社会工作服务的成效不像医疗服务,需要一定的过程才能够看到成效。社会工作服务项目的购买周期均为1年,期间需要开展项目评估,以及下一期服务项目采购。“三区”计划前一期服务结束到后一期服务的启动时间间隔较长,而承接“三区”计划的社会工作机构资金来源以政府购买服务为主,自身无法垫付资本维系项目运作,在空档期只能采取关闭社会工作服务平台、中断社会工作服务、将社工撤离受援地等措施确保机构运营不受亏损。在此期间,社工无法观察到服务对象和当地环境的变化,无法直接开展服务,与工作伙伴、服务对象建立起来的良好工作关系冷却,对于项目成果的维系极为不利。此外,由于项目的经费已经完结,社会工作服务机构只有安排“三区”计划的社工参与到其他地区的项目中去,一些社工觉得收入不稳定,也难以适应在不同地区项目之间的奔波,就此离开团队。

•••

任务目标: 将上面关于“三区”计划社会工作服务的这段文字逐字照录一遍。 后面各行与此项无关。

原始数据:
•••

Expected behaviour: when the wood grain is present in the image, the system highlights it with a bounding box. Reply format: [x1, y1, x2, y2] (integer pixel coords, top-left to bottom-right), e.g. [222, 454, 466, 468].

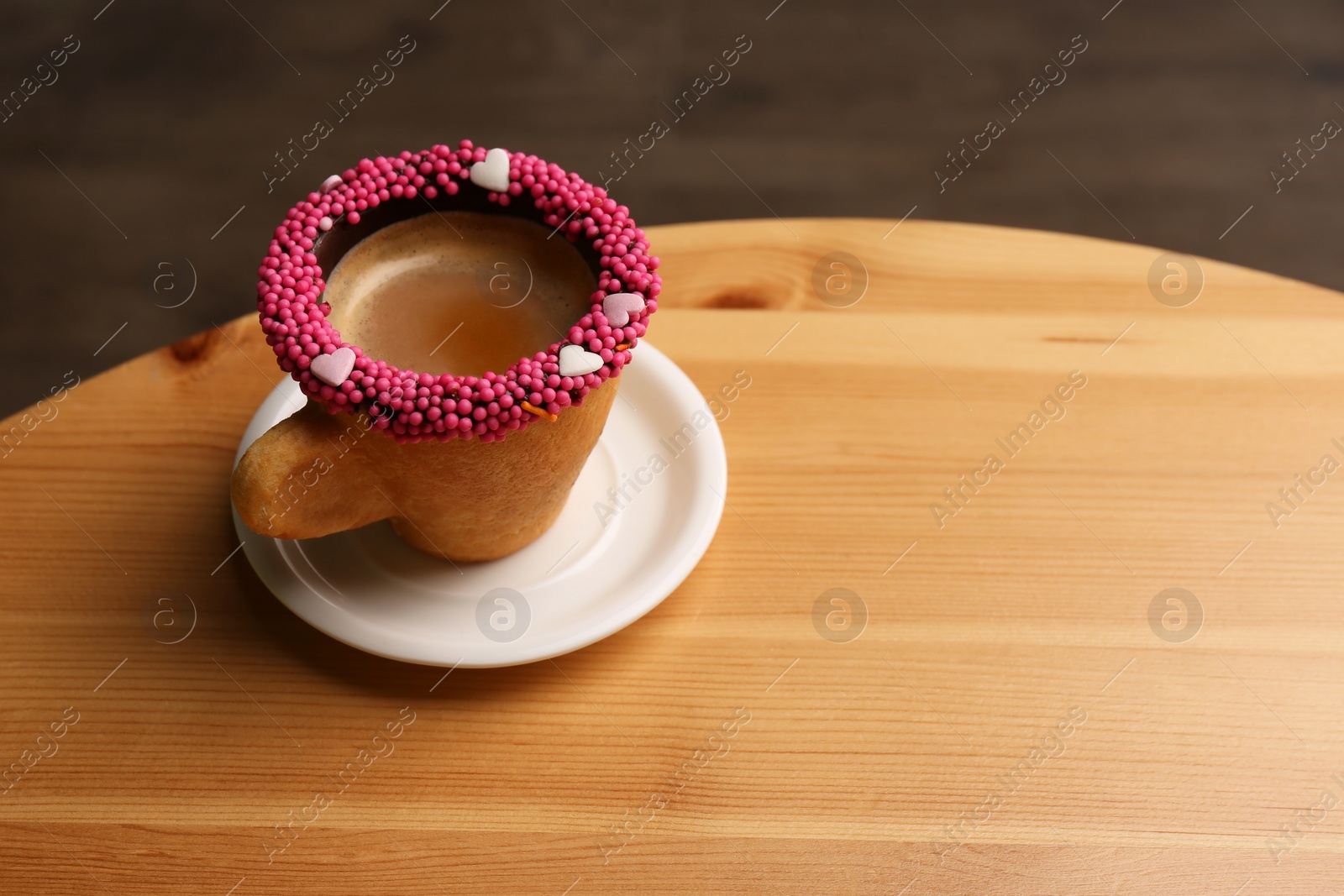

•••

作答:
社会工作服务的成效不像医疗服务,需要一定的过程才能够看到成效。社会工作服务项目的购买周期均为1年,期间需要开展项目评估,以及下一期服务项目采购。“三区”计划前一期服务结束到后一期服务的启动时间间隔较长,而承接“三区”计划的社会工作机构资金来源以政府购买服务为主,自身无法垫付资本维系项目运作,在空档期只能采取关闭社会工作服务平台、中断社会工作服务、将社工撤离受援地等措施确保机构运营不受亏损。在此期间,社工无法观察到服务对象和当地环境的变化,无法直接开展服务,与工作伙伴、服务对象建立起来的良好工作关系冷却,对于项目成果的维系极为不利。此外,由于项目的经费已经完结,社会工作服务机构只有安排“三区”计划的社工参与到其他地区的项目中去,一些社工觉得收入不稳定,也难以适应在不同地区项目之间的奔波,就此离开团队。